* Quoted passage
****

General Interest software/Web Sites (Encarta Reference Suite 2000; Month by Month for HyperStudio; Online Reader CD-ROM and Web Editions; the Year 2000 Grolier Multimedia Encylopedia, School Edition)
Marge Congress, and others, Multimedia Schools
Encarta Reference Suite 2000
Company: Microsoft Corporation, One Microsoft Way, Redmond, WA 98052; Phone: 425/882-8080; Fax: 425/93-MS-FAX; Web: http://www.microsoft.com/.
Price: $100--Windows only, consumer price with a $35 mail-in rebate available through August 31, 2000; $88--education price. Site licenses are priced in groups of 10, $32.45 for each. Discs and licenses should be purchased from a reseller, not from Microsoft.
Audience: Middle school, high school.
Format: CD-ROM: text, graphics, animation.
System Requirements: Pentium 90, Windows (95, 98, or NT 4.0), 24 MB RAM (32 MB for NT), 133 MB hard disk space, 4x CD-ROM drive, Super VGA monitor, local bus video with 1 MB memory, mouse, and 16-bit sound card with speakers. For updates and Web links: modem, access to the Internet and 2 MB hard disk space for monthly updates.
Description: The Encarta Reference Suite 2000 is a four CD-ROM set that includes Encarta's Deluxe Encyclopedia, Interactive World Atlas, and World English Dictionary (with Roget's Thesaurus, Encarta Book of Quotations, Computer Dictionary, Manual of Style, and Almanac).
The Encarta Deluxe Encyclopedia provides easy-to-read articles with many features on every page. A search for "giant panda" turned up a short article, a picture with sound, seven related articles, two multimedia offerings, two Web links, and four Web searches.
When students in our Psychology class were assigned a report on "ethology" (the scientific study of the behavior patterns of animals), we could not find much on the subject in any source. When I looked up the subject in Encarta, I found many sections of encyclopedia articles and journal articles and other primary sources, as well as articles about two ethologists.

****

* Written problem 1
Transcribe the stretch of the Encarta review from "Price: $100--Windows only, consumer" through "for monthly updates.".
* Written problem 2
Give only the number of lines in the records that contain the string "desk", counting case as significant.
The Encarta review and the records are unrelated material.

(Pointing entries for labeled objects)
****

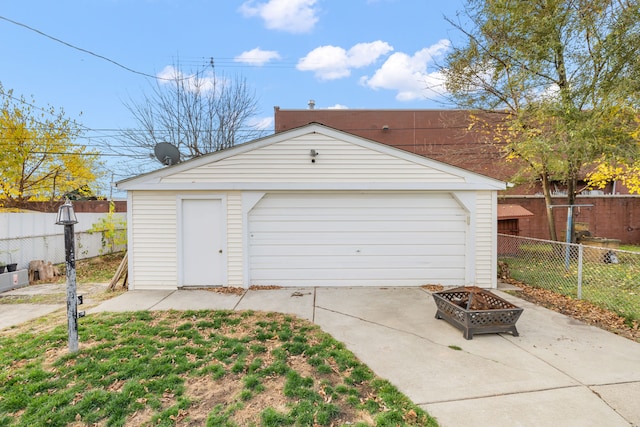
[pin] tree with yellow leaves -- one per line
(39, 158)
(563, 75)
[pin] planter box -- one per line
(476, 311)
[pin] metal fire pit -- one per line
(476, 311)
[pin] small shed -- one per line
(509, 217)
(312, 206)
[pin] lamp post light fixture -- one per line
(67, 217)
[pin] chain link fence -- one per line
(605, 276)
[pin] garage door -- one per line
(357, 239)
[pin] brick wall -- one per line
(612, 217)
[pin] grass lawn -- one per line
(193, 368)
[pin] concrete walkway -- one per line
(557, 372)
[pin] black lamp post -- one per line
(67, 217)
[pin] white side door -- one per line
(202, 238)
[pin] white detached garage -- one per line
(312, 206)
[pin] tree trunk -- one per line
(546, 190)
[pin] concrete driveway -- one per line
(558, 372)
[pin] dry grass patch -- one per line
(213, 368)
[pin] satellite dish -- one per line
(167, 154)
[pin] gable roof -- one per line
(282, 162)
(443, 135)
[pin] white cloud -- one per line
(409, 75)
(261, 123)
(257, 56)
(333, 62)
(294, 16)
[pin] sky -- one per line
(91, 57)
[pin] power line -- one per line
(85, 50)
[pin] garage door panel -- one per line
(363, 262)
(355, 277)
(356, 250)
(357, 239)
(320, 226)
(440, 237)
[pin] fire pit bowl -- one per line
(476, 311)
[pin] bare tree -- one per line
(199, 113)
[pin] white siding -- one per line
(234, 239)
(485, 251)
(289, 161)
(152, 239)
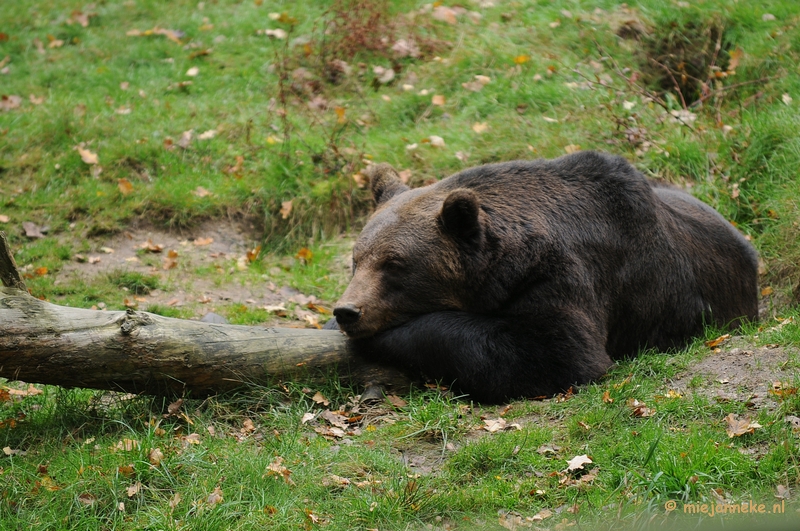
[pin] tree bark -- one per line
(140, 352)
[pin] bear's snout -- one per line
(347, 314)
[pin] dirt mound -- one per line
(742, 373)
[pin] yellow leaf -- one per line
(286, 209)
(87, 156)
(340, 114)
(125, 186)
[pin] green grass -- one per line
(425, 463)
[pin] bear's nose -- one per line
(347, 314)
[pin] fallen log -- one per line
(141, 352)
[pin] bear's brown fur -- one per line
(527, 277)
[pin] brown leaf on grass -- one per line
(512, 520)
(499, 424)
(134, 489)
(335, 481)
(639, 409)
(30, 391)
(81, 18)
(718, 341)
(32, 230)
(8, 103)
(277, 469)
(87, 156)
(236, 168)
(175, 500)
(185, 139)
(445, 14)
(192, 438)
(396, 401)
(170, 261)
(151, 247)
(247, 427)
(436, 141)
(330, 433)
(478, 83)
(304, 255)
(125, 186)
(406, 48)
(155, 456)
(577, 462)
(253, 253)
(286, 209)
(215, 497)
(736, 427)
(320, 399)
(340, 115)
(125, 445)
(87, 499)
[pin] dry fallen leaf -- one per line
(155, 456)
(577, 462)
(125, 186)
(286, 209)
(319, 398)
(277, 469)
(716, 342)
(215, 497)
(736, 427)
(134, 489)
(185, 139)
(8, 103)
(445, 14)
(32, 230)
(87, 156)
(396, 401)
(436, 141)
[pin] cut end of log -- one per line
(9, 274)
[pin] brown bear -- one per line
(524, 278)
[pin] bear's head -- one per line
(413, 255)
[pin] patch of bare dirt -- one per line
(218, 247)
(742, 372)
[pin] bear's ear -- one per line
(460, 215)
(384, 182)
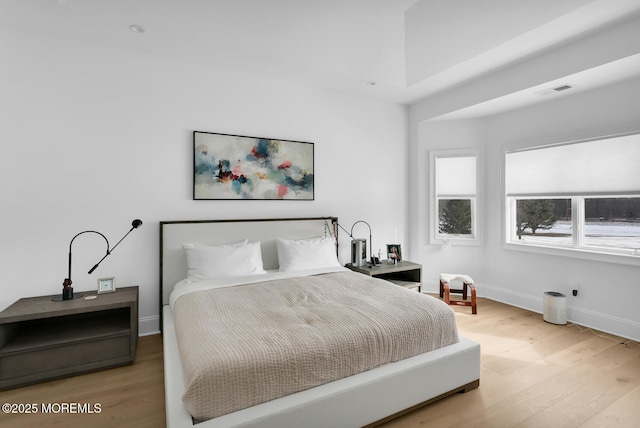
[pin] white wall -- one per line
(93, 138)
(609, 292)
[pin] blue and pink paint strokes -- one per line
(232, 167)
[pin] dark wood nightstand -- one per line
(405, 274)
(41, 339)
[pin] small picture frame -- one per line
(394, 252)
(106, 285)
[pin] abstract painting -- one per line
(237, 167)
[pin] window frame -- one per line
(577, 249)
(436, 237)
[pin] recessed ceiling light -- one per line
(136, 29)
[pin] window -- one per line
(454, 178)
(582, 196)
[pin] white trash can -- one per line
(555, 307)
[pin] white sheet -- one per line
(187, 286)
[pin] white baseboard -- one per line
(596, 320)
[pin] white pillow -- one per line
(303, 254)
(215, 261)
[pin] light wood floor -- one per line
(534, 374)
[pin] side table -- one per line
(41, 339)
(405, 274)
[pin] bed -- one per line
(365, 398)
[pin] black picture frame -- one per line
(230, 167)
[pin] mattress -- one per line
(251, 340)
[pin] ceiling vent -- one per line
(555, 90)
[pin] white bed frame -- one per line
(364, 399)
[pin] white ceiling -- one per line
(408, 49)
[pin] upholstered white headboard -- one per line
(173, 265)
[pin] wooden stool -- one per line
(467, 282)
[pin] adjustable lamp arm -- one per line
(67, 281)
(370, 241)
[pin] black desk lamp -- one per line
(67, 289)
(356, 246)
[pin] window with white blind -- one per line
(454, 186)
(580, 196)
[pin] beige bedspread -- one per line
(248, 344)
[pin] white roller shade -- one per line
(610, 165)
(455, 176)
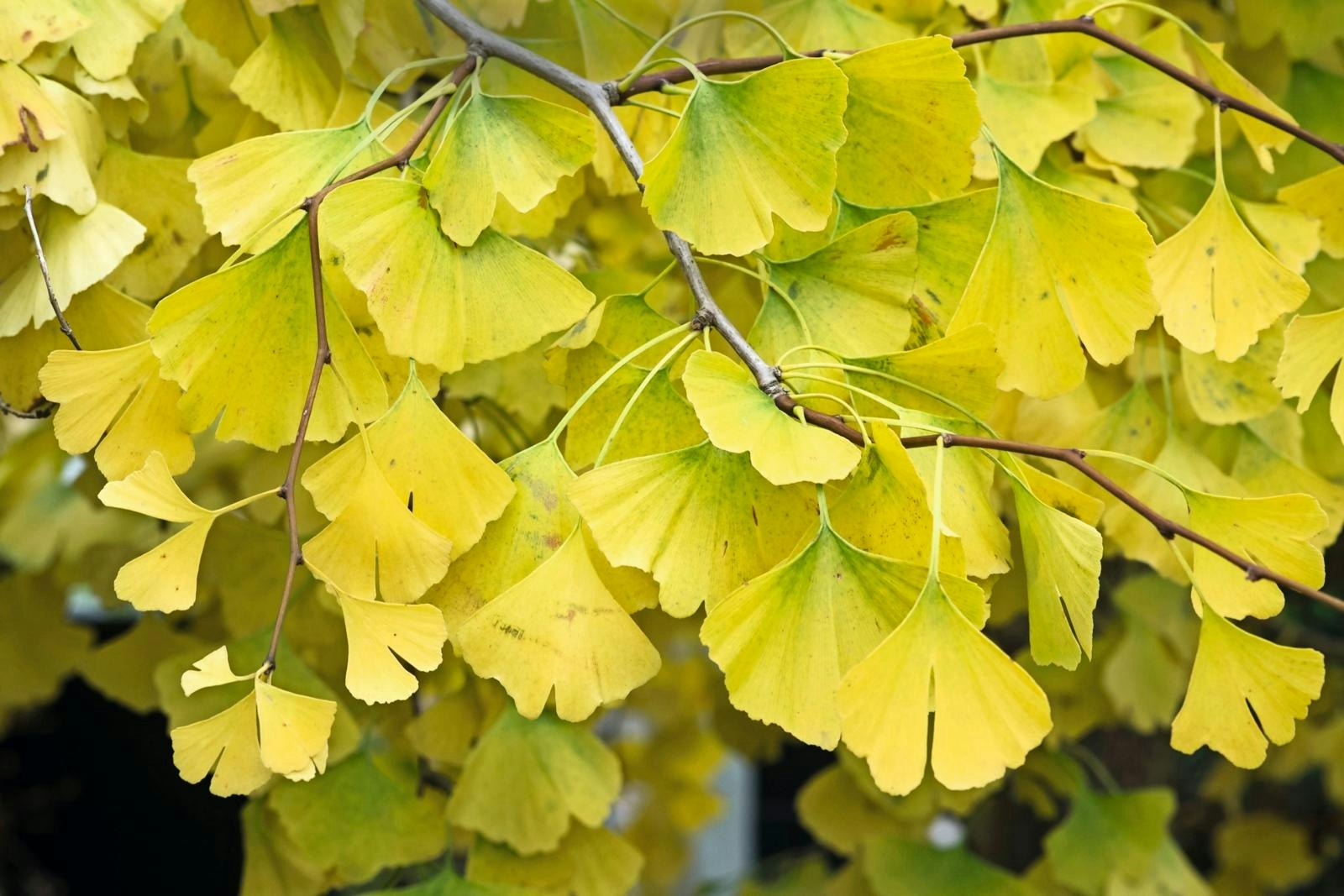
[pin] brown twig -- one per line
(1075, 458)
(324, 356)
(46, 275)
(1084, 26)
(600, 98)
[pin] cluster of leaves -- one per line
(604, 548)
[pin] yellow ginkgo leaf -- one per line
(1149, 120)
(80, 249)
(456, 488)
(1321, 196)
(1062, 558)
(958, 372)
(559, 629)
(1218, 285)
(374, 544)
(884, 508)
(1226, 392)
(1058, 269)
(988, 712)
(108, 45)
(528, 778)
(749, 149)
(437, 301)
(786, 638)
(34, 22)
(701, 520)
(1238, 674)
(1274, 531)
(116, 399)
(241, 343)
(155, 191)
(739, 418)
(210, 671)
(911, 117)
(851, 296)
(512, 148)
(64, 137)
(246, 190)
(534, 524)
(1314, 344)
(293, 731)
(374, 631)
(292, 76)
(1261, 136)
(163, 578)
(225, 745)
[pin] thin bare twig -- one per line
(1084, 26)
(600, 98)
(46, 275)
(324, 356)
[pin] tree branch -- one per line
(1084, 26)
(324, 356)
(600, 100)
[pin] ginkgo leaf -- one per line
(1027, 107)
(246, 190)
(374, 544)
(225, 745)
(1314, 344)
(528, 778)
(293, 731)
(884, 508)
(1149, 121)
(241, 343)
(851, 296)
(116, 399)
(360, 815)
(911, 117)
(1058, 269)
(1218, 285)
(511, 148)
(1225, 392)
(1276, 532)
(437, 301)
(1063, 575)
(292, 76)
(60, 152)
(107, 46)
(374, 631)
(155, 191)
(1261, 136)
(749, 149)
(212, 671)
(559, 629)
(535, 521)
(80, 250)
(739, 417)
(457, 490)
(1109, 837)
(820, 23)
(1321, 196)
(35, 22)
(1238, 674)
(988, 712)
(165, 578)
(963, 369)
(703, 521)
(786, 638)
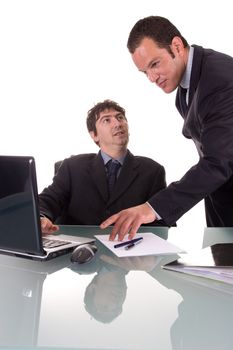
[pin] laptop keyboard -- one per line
(52, 243)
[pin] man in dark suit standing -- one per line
(204, 79)
(86, 190)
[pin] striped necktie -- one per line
(113, 167)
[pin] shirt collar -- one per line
(185, 81)
(106, 158)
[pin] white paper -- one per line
(150, 245)
(223, 274)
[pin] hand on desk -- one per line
(128, 221)
(47, 226)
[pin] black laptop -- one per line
(20, 230)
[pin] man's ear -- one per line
(177, 45)
(94, 137)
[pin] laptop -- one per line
(21, 295)
(20, 230)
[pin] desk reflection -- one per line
(105, 295)
(20, 298)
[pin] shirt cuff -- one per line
(158, 217)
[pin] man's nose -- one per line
(116, 121)
(152, 76)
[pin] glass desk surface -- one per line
(115, 303)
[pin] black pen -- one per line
(131, 245)
(128, 242)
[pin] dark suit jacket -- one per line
(209, 123)
(79, 193)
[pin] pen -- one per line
(128, 242)
(131, 245)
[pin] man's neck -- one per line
(115, 153)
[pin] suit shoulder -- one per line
(85, 157)
(146, 161)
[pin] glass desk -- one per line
(115, 303)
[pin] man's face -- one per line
(112, 130)
(160, 67)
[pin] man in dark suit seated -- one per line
(85, 190)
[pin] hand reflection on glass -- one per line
(106, 293)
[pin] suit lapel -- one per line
(98, 175)
(195, 76)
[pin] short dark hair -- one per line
(94, 113)
(157, 28)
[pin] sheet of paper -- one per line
(150, 245)
(224, 274)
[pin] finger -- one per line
(109, 221)
(134, 228)
(119, 228)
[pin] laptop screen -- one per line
(19, 215)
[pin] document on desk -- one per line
(150, 244)
(222, 274)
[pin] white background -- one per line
(60, 57)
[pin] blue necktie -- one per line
(112, 169)
(183, 103)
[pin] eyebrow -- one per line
(110, 115)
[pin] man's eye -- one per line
(154, 65)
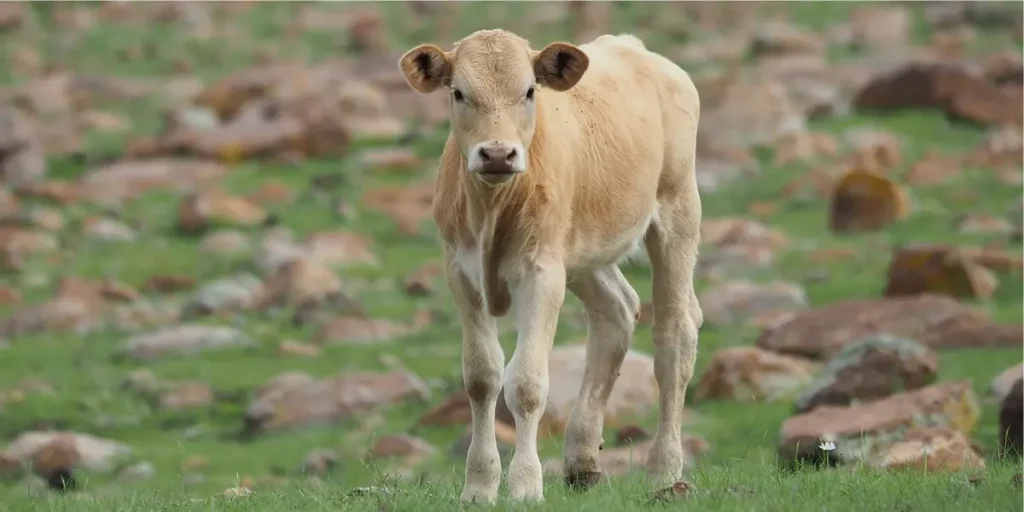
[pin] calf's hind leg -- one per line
(612, 307)
(672, 246)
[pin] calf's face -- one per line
(492, 78)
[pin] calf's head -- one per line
(493, 80)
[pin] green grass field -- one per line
(738, 473)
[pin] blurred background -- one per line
(218, 268)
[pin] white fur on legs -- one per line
(672, 246)
(537, 299)
(481, 367)
(611, 307)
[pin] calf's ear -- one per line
(560, 66)
(426, 68)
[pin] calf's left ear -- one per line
(560, 66)
(426, 68)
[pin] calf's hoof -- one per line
(583, 480)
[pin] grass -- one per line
(739, 472)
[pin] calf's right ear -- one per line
(426, 68)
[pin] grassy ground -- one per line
(739, 473)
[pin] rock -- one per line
(296, 399)
(296, 348)
(186, 395)
(738, 300)
(752, 374)
(137, 472)
(1011, 418)
(936, 322)
(880, 28)
(299, 283)
(863, 201)
(23, 158)
(773, 38)
(930, 268)
(408, 206)
(357, 329)
(55, 463)
(620, 461)
(168, 284)
(753, 115)
(239, 293)
(224, 242)
(90, 453)
(933, 168)
(678, 491)
(320, 462)
(411, 449)
(868, 370)
(127, 179)
(421, 282)
(929, 449)
(108, 229)
(183, 340)
(948, 86)
(1004, 383)
(861, 429)
(212, 206)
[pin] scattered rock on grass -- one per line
(752, 374)
(870, 369)
(860, 429)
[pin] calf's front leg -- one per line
(481, 371)
(537, 298)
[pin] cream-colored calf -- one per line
(559, 163)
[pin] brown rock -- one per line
(868, 370)
(213, 206)
(773, 38)
(410, 448)
(745, 374)
(420, 283)
(296, 399)
(933, 168)
(300, 282)
(1011, 419)
(740, 300)
(168, 284)
(864, 201)
(408, 206)
(391, 159)
(929, 449)
(858, 428)
(622, 460)
(224, 242)
(186, 395)
(937, 269)
(295, 348)
(56, 461)
(128, 179)
(875, 151)
(936, 322)
(880, 28)
(363, 330)
(943, 85)
(1004, 383)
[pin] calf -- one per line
(558, 164)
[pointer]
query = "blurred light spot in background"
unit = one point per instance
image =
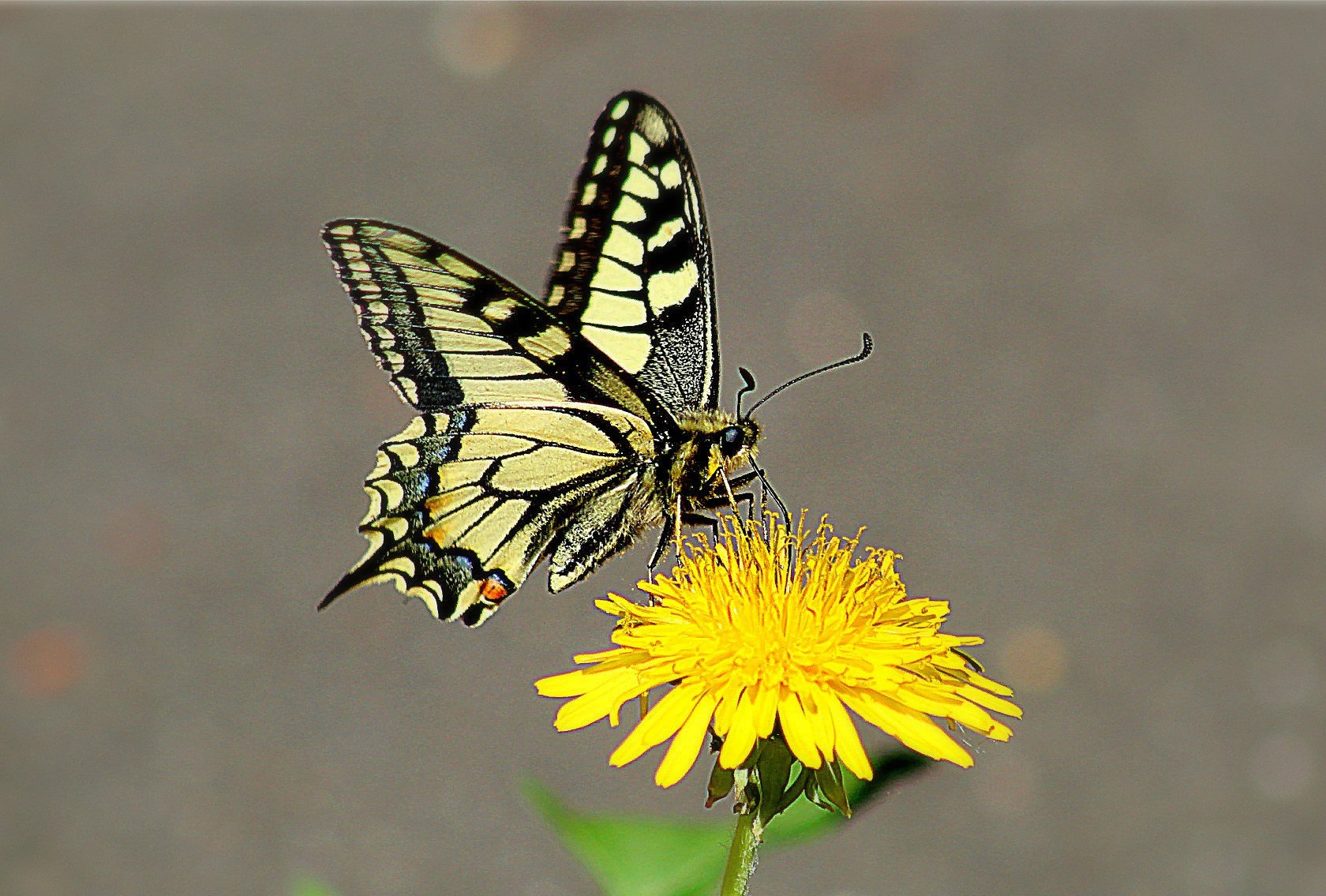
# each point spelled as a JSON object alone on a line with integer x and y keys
{"x": 1285, "y": 673}
{"x": 134, "y": 537}
{"x": 1284, "y": 767}
{"x": 821, "y": 328}
{"x": 48, "y": 662}
{"x": 1006, "y": 785}
{"x": 1312, "y": 505}
{"x": 862, "y": 66}
{"x": 1032, "y": 659}
{"x": 481, "y": 40}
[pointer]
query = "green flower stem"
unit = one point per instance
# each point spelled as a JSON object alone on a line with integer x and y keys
{"x": 736, "y": 876}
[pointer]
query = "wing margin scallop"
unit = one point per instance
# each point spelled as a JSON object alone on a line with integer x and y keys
{"x": 464, "y": 504}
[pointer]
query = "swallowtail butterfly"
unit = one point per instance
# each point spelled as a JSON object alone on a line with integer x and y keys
{"x": 560, "y": 429}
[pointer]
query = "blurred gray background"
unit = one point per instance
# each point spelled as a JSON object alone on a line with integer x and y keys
{"x": 1088, "y": 239}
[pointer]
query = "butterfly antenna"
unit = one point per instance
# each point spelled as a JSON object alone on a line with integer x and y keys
{"x": 867, "y": 345}
{"x": 770, "y": 488}
{"x": 747, "y": 386}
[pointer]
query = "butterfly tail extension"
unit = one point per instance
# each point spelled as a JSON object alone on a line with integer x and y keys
{"x": 426, "y": 524}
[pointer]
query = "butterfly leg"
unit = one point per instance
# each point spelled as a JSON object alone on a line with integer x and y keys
{"x": 702, "y": 520}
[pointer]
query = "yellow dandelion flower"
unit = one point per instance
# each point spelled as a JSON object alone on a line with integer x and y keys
{"x": 777, "y": 628}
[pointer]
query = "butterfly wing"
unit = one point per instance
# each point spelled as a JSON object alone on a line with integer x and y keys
{"x": 464, "y": 503}
{"x": 450, "y": 332}
{"x": 530, "y": 444}
{"x": 634, "y": 269}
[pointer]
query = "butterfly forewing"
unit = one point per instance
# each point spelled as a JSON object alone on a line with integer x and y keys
{"x": 451, "y": 332}
{"x": 555, "y": 429}
{"x": 634, "y": 272}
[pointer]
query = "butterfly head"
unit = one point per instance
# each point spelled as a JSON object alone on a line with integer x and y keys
{"x": 717, "y": 443}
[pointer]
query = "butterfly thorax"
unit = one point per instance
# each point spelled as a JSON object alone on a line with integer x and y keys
{"x": 714, "y": 444}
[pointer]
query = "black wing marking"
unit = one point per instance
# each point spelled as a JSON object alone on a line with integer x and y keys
{"x": 463, "y": 504}
{"x": 451, "y": 333}
{"x": 634, "y": 269}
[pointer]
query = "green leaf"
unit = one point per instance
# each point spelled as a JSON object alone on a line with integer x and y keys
{"x": 645, "y": 857}
{"x": 805, "y": 821}
{"x": 305, "y": 886}
{"x": 638, "y": 857}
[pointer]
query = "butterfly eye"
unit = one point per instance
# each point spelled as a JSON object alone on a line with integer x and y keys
{"x": 729, "y": 441}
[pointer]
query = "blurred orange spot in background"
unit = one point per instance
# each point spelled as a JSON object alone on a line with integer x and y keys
{"x": 48, "y": 662}
{"x": 861, "y": 66}
{"x": 1033, "y": 660}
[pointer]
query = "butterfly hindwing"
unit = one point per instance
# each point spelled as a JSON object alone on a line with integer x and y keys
{"x": 557, "y": 429}
{"x": 463, "y": 504}
{"x": 634, "y": 271}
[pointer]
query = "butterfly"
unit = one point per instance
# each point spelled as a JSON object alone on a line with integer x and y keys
{"x": 556, "y": 429}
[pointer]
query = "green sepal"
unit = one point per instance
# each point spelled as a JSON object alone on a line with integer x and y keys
{"x": 829, "y": 784}
{"x": 721, "y": 784}
{"x": 772, "y": 770}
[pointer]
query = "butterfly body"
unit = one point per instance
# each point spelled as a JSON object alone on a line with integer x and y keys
{"x": 556, "y": 429}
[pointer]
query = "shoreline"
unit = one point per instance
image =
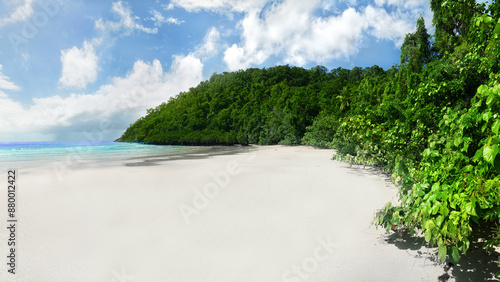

****

* Written reply 1
Price: $100--Windows only, consumer price with a $35 mail-in rebate available through August 31, 2000; $88--education price. Site licenses are priced in groups of 10, $32.45 for each. Discs and licenses should be purchased from a reseller, not from Microsoft.
Audience: Middle school, high school.
Format: CD-ROM: text, graphics, animation.
System Requirements: Pentium 90, Windows (95, 98, or NT 4.0), 24 MB RAM (32 MB for NT), 133 MB hard disk space, 4x CD-ROM drive, Super VGA monitor, local bus video with 1 MB memory, mouse, and 16-bit sound card with speakers. For updates and Web links: modem, access to the Internet and 2 MB hard disk space for monthly updates.

* Written reply 2
6